• _Task to complete_:
Each line below must be transcribed with no word changed.

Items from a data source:
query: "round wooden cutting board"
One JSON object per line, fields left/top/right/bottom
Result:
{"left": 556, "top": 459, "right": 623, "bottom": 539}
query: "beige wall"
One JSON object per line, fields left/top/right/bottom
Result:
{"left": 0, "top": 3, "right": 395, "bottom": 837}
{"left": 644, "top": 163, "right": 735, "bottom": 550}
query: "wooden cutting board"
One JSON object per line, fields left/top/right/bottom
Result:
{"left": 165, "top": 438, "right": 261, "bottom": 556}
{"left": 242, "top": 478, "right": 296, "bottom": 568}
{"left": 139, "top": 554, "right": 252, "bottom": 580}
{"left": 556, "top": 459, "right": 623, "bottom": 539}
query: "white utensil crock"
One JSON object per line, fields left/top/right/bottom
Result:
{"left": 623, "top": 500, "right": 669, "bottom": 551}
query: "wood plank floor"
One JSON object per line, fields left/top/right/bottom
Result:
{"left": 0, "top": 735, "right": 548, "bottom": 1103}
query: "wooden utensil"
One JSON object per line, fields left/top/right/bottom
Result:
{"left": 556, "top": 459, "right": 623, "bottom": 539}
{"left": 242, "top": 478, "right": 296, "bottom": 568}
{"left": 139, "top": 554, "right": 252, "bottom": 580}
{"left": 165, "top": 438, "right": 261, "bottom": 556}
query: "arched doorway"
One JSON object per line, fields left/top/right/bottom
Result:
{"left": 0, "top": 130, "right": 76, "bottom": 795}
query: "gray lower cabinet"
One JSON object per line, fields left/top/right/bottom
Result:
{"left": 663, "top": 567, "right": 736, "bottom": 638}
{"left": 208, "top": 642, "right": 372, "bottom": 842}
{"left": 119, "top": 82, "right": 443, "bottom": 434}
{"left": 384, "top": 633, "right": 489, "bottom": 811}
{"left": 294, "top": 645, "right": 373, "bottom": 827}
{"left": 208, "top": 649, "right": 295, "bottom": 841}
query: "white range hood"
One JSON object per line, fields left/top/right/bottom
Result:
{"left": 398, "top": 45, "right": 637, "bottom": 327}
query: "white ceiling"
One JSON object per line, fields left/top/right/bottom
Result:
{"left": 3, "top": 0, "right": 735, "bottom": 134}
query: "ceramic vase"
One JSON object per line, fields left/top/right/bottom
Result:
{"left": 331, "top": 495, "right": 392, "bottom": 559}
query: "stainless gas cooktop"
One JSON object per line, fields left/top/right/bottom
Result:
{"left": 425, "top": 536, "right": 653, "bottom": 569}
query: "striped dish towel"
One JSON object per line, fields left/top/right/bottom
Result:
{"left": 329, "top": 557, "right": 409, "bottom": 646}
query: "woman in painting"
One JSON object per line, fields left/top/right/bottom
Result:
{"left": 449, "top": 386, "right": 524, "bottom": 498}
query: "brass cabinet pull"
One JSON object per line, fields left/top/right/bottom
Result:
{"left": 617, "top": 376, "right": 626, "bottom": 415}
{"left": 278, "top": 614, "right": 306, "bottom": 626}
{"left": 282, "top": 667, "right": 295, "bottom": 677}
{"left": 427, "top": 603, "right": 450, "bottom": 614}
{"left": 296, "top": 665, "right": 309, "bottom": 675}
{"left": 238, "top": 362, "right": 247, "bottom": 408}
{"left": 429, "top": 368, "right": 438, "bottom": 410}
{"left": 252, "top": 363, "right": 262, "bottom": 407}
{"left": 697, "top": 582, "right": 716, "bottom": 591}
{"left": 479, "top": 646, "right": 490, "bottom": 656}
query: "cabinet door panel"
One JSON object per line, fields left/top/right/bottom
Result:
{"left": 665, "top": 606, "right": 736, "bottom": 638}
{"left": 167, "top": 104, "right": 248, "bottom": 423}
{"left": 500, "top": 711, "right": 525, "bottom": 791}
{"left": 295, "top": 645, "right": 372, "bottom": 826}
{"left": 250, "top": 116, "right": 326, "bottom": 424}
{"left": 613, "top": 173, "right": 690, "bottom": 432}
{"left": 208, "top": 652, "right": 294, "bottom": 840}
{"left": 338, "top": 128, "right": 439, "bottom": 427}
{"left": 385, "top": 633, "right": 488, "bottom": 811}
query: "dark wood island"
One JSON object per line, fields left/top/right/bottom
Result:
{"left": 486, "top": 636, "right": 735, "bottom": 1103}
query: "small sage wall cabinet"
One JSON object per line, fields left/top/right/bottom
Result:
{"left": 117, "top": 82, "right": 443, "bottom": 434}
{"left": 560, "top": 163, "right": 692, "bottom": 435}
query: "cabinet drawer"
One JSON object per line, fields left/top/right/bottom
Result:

• _Finished exercise_:
query: "round wooden cutting board"
One JSON object per line, fields left/top/right/bottom
Result:
{"left": 556, "top": 459, "right": 623, "bottom": 539}
query: "beige wall"
One JSON object per line, fields left/top/right/bottom
Result:
{"left": 0, "top": 3, "right": 395, "bottom": 837}
{"left": 644, "top": 163, "right": 735, "bottom": 550}
query: "wooden cutting board"
One JSON object per line, fields left/top/right/bottom
Result:
{"left": 165, "top": 438, "right": 261, "bottom": 556}
{"left": 242, "top": 478, "right": 296, "bottom": 568}
{"left": 139, "top": 554, "right": 252, "bottom": 580}
{"left": 556, "top": 459, "right": 623, "bottom": 539}
query: "white utensil crock"
One JSON object per line, fields left/top/right/bottom
Result:
{"left": 623, "top": 500, "right": 669, "bottom": 551}
query: "wood plank floor"
One JSON object per line, fields left/top/right/bottom
Result:
{"left": 0, "top": 735, "right": 548, "bottom": 1103}
query: "wooden utensil"
One JSON object per line, fields left/top/right/bottom
Result:
{"left": 556, "top": 459, "right": 623, "bottom": 539}
{"left": 242, "top": 478, "right": 296, "bottom": 568}
{"left": 139, "top": 554, "right": 252, "bottom": 580}
{"left": 165, "top": 438, "right": 261, "bottom": 556}
query: "arched doorway"
One JSON object per line, fields left/top/right/bottom
Result:
{"left": 0, "top": 130, "right": 76, "bottom": 795}
query: "gray lower cabinet"
One JSON object per line, fields left/top/right/bottom
Result:
{"left": 663, "top": 567, "right": 736, "bottom": 638}
{"left": 208, "top": 642, "right": 372, "bottom": 842}
{"left": 119, "top": 82, "right": 443, "bottom": 434}
{"left": 384, "top": 633, "right": 489, "bottom": 811}
{"left": 294, "top": 645, "right": 373, "bottom": 827}
{"left": 208, "top": 649, "right": 295, "bottom": 841}
query: "white range hood"
One JSON object per line, fields left/top/right/bottom
Result:
{"left": 398, "top": 45, "right": 637, "bottom": 327}
query: "white ceiling"
One JSON object per line, fields left/top/right/bottom
Result:
{"left": 3, "top": 0, "right": 735, "bottom": 134}
query: "ceramic vase"
One JSON object per line, fields left/top/right/bottom
Result:
{"left": 331, "top": 495, "right": 392, "bottom": 559}
query: "stainless gas cooktop"
One JSON object per line, fields left/top/right/bottom
Result:
{"left": 425, "top": 536, "right": 653, "bottom": 569}
query: "striped dish towel"
One JSON object per line, fields left/top/right/bottom
Result:
{"left": 329, "top": 557, "right": 409, "bottom": 646}
query: "woman in painting"
One JSON object per line, fields left/top/right/bottom
Result:
{"left": 449, "top": 386, "right": 524, "bottom": 498}
query: "brass cabinet pull"
One JSON object per line, fields left/top/right/bottom
Result:
{"left": 617, "top": 376, "right": 626, "bottom": 415}
{"left": 278, "top": 614, "right": 306, "bottom": 626}
{"left": 282, "top": 667, "right": 295, "bottom": 677}
{"left": 427, "top": 603, "right": 450, "bottom": 614}
{"left": 296, "top": 665, "right": 309, "bottom": 675}
{"left": 238, "top": 362, "right": 247, "bottom": 408}
{"left": 429, "top": 368, "right": 438, "bottom": 410}
{"left": 252, "top": 363, "right": 262, "bottom": 407}
{"left": 697, "top": 582, "right": 716, "bottom": 591}
{"left": 479, "top": 646, "right": 490, "bottom": 656}
query: "cabinet door panel"
One JSON object per line, fields left/top/right/bottom
Result:
{"left": 665, "top": 606, "right": 736, "bottom": 638}
{"left": 167, "top": 104, "right": 248, "bottom": 423}
{"left": 500, "top": 711, "right": 525, "bottom": 791}
{"left": 295, "top": 645, "right": 372, "bottom": 826}
{"left": 250, "top": 116, "right": 326, "bottom": 424}
{"left": 613, "top": 173, "right": 690, "bottom": 432}
{"left": 208, "top": 652, "right": 294, "bottom": 840}
{"left": 338, "top": 128, "right": 439, "bottom": 427}
{"left": 385, "top": 633, "right": 488, "bottom": 811}
query: "dark wood island"
One JSON object per line, fields left/top/right/bottom
Result:
{"left": 486, "top": 636, "right": 735, "bottom": 1103}
query: "small sage wall cabinet"
One JSON object per line, fields left/top/right/bottom
Result:
{"left": 117, "top": 82, "right": 443, "bottom": 434}
{"left": 560, "top": 163, "right": 692, "bottom": 435}
query: "cabinet drawer"
One JSON object per line, fields left/top/right/bottom
Result:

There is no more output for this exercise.